- **Fragment tekstu**:

============

Aktywne wakacje w Piwnicznej-Zdrój. Rowery, bieganie, okoliczne atrakcje

balkanyrudej.pl 3 miesięcy temu

Majówkę 2024 spędziliśmy w Piwnicznej-Zdrój. Jak się okazało, był to strzał w dziesiątkę. W szczególności pod kątem aktywnego spędzania czasu w rowerze. Zabieramy więc Was na szlaki Beskidu Sądeckiego i Pienin, po polskiej i słowackiej stronie. Przekonajcie się, dlaczego warto spędzić dłuższy urlop właśnie w Piwnicznej-Zdrój i jej bliższych, jak i ciut dalszych okolicach.

Dzień 1: Cyklostopy, wycieczka rowerowa po górach i dolinach oraz okolice Kicarza

Nasz pierwszy dzień pobytu w Piwnicznej-Zdrój spędziliśmy w dużej mierze osobno. Choć, w tej samej okolicy. Razem z ekipą Rowerowej Doliny udaliśmy się na Słowację, gdzie panowie mieli zaplanowany objazd Cyklostopów, czyli tras o charakterze enduro, poprowadzonych w bliskim sąsiedztwie Starej Lubowli i tamtejszego zamku. Ponieważ ja za tego typu jazdą nie przepadam, postanowiłam zrealizować nieco bardziej krajoznawczą wycieczkę.

============

- **Zestawienie**:
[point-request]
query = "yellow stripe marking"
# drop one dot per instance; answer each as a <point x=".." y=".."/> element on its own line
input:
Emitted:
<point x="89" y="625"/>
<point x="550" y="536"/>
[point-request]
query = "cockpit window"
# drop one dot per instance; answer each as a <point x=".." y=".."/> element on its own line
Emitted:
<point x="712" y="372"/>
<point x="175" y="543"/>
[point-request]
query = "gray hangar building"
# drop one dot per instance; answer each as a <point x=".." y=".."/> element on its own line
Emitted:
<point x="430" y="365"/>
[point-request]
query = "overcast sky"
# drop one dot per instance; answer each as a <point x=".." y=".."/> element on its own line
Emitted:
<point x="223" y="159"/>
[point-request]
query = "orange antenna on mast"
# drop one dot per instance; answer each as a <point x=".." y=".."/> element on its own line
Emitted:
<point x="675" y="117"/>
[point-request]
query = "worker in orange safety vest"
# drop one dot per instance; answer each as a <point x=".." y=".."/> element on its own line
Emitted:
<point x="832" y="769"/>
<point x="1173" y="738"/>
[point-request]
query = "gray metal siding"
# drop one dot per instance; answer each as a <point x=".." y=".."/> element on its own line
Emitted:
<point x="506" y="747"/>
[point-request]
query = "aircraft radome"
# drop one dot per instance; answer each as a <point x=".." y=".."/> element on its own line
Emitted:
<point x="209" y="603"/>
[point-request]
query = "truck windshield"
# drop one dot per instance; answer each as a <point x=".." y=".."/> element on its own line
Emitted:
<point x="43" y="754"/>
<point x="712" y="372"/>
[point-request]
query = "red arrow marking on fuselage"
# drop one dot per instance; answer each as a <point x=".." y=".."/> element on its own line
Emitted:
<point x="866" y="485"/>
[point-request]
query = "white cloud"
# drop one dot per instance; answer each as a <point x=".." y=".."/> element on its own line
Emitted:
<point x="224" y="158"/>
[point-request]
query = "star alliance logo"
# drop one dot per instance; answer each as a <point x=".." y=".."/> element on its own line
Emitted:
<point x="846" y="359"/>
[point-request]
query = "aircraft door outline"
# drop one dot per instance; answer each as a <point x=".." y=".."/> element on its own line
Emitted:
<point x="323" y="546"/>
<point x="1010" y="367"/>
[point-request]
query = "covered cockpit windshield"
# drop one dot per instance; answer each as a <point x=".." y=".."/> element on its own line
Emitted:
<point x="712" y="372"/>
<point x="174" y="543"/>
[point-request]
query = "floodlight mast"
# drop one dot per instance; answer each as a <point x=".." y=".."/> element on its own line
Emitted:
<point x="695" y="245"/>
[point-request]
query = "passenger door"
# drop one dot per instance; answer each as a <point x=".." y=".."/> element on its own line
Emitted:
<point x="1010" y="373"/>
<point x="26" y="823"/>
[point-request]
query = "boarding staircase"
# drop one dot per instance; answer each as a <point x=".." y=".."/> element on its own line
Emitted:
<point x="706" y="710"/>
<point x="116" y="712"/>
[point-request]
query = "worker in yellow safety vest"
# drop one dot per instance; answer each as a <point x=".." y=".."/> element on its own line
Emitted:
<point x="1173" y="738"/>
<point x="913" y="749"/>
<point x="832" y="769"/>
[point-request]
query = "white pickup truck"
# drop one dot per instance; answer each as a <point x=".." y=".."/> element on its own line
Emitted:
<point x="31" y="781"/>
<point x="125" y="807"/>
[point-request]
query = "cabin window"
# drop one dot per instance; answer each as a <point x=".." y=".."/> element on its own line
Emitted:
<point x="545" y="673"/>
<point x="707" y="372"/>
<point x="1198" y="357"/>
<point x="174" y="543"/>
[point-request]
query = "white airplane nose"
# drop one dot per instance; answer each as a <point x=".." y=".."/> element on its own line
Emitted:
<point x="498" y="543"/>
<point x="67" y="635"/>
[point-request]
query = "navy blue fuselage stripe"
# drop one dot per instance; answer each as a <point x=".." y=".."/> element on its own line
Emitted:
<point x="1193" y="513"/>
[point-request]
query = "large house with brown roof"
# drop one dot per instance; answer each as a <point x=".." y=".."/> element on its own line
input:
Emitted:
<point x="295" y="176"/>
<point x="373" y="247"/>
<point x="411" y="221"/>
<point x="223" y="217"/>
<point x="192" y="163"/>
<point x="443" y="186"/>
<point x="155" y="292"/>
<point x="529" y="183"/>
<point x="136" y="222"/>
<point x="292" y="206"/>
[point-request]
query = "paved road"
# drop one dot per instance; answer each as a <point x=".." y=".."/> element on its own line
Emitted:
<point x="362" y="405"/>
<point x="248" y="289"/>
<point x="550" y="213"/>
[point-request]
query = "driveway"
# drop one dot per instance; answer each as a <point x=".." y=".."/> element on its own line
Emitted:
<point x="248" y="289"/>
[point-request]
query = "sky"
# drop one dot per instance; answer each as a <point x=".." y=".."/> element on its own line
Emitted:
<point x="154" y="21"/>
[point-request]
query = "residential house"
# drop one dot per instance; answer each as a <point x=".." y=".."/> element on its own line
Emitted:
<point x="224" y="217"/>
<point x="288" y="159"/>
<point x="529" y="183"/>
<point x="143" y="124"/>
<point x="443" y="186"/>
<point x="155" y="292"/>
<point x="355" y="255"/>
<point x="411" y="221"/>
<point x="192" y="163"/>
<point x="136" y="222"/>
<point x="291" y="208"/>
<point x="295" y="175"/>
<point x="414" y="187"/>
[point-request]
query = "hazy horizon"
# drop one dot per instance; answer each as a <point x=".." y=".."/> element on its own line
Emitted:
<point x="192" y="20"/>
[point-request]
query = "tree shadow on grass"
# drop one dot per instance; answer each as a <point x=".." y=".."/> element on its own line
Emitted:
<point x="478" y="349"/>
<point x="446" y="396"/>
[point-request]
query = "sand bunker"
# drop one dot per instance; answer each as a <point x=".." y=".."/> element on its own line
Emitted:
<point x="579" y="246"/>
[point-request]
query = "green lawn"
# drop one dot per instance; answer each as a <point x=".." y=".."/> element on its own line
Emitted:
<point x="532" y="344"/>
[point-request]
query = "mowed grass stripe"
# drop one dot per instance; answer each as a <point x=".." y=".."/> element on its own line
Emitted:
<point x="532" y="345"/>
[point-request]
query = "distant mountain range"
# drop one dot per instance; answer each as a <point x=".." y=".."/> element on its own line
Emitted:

============

- **Zadania do wykonania**:
• A. Dokąd według fragmentu tekstu autorzy udali się pierwszego dnia razem z ekipą Rowerowej Doliny?
• B. Przepisz wiernie część fragmentu tekstu, zaczynając od słów „Aktywne wakacje w”, a kończąc na słowach „ciut dalszych okolicach.”.

- **W odpowiedzi**:
• A. Na Słowację.

• B.
Aktywne wakacje w Piwnicznej-Zdrój. Rowery, bieganie, okoliczne atrakcje

balkanyrudej.pl 3 miesięcy temu

Majówkę 2024 spędziliśmy w Piwnicznej-Zdrój. Jak się okazało, był to strzał w dziesiątkę. W szczególności pod kątem aktywnego spędzania czasu w rowerze. Zabieramy więc Was na szlaki Beskidu Sądeckiego i Pienin, po polskiej i słowackiej stronie. Przekonajcie się, dlaczego warto spędzić dłuższy urlop właśnie w Piwnicznej-Zdrój i jej bliższych, jak i ciut dalszych okolicach.